INSTRUCTIONS FOR THE TASK. According to the piece below on Asean and the Strait of Hormuz, what share of renewable capacity does the bloc target by 2030?

━━ EXCERPT ━━

Why does the Strait of Hormuz matter so much to the Asean?
Asean economies, depend on open sea lanes and imported fuel. A shock at Hormuz quickly feeds into pump prices, power costs and inflation from Manila to Bangkok.
As of late 2025, Asean (Association of Southeast Asian Nations) has 11 member states, with a combined total population of over 700 million people.
Here is the list of the 11 Asean member states:
Brunei Darussalam (Joined: Jan 8, 1984)
Cambodia (Joined: April 30, 1999)
Indonesia (Founding member)
Lao PDR (Joined: July 23, 1997)
Malaysia (Founding member)
Myanmar (Joined: July 23, 1997)
Philippines (Founding member)
Singapore (Founding member)
Thailand (Founding member)
Timor-Leste (Officially joined: October 2025)
Vietnam (Joined: July 28, 1995)
The region is the world’s third most populous and features diverse economies, with Indonesia having the highest population
What is the effect on the Asean economy?
Which countries are most exposed?
Philippines: Imports all its crude; about 98% from the Middle East. Petrol prices have surged 76%, diesel near historic highs.
Vietnam: Imports about half its crude; 88% from the Middle East. Prices up roughly 19% despite tax relief.
Thailand, Indonesia, Malaysia: Somewhat cushioned by diversification and domestic output, but using fiscal measures to soften the blow.
What secondary effects are appearing?
Refining and export controls are tightening. Thailand, a refining hub, has begun export restrictions. Countries with little refining capacity — including the Philippines, Cambodia, Laos and Myanmar — are more vulnerable to shortages and price spikes.
Is natural gas a safer buffer?
Somewhat. Asean draws on Australian LNG and intra-regional suppliers. But Middle Eastern gas still matters, and the halt of Qatari LNG output has added strain. Singapore, where gas made up 93.1% of the fuel mix in 2025, is seeing rising energy bills and contract pressure.
Can renewables solve this quickly?
Not immediately. As Ravi Menon noted on April 6, renewables are a long-term answer to fossil vulnerability.
Hydropower and solar are already cost-competitive in parts of Asean, and the bloc targets 45% renewable capacity by 2030. But renewables do not directly replace oil in transport, shipping, aviation or petrochemicals.
Which renewables make most sense for Asean?
Research from the Asia Competitiveness Institute shows:
Hydropower is the cheapest in East Malaysia, Indonesia and Vietnam, as well as the Philippines.
Solar PV is close behind in Indonesia, Cambodia and Vietnam.
Wind remains costlier, though subsidies and scale could reduce costs.
Do renewables create new dependencies?
Yes. Solar panels, batteries and critical minerals are heavily concentrated in China’s supply chains.

━━━
━━ DATA SECTION ━━

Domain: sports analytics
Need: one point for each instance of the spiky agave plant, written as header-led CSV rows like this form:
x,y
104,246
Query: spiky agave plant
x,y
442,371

━━━

WRITTEN SOLUTION. 45% renewable capacity by 2030.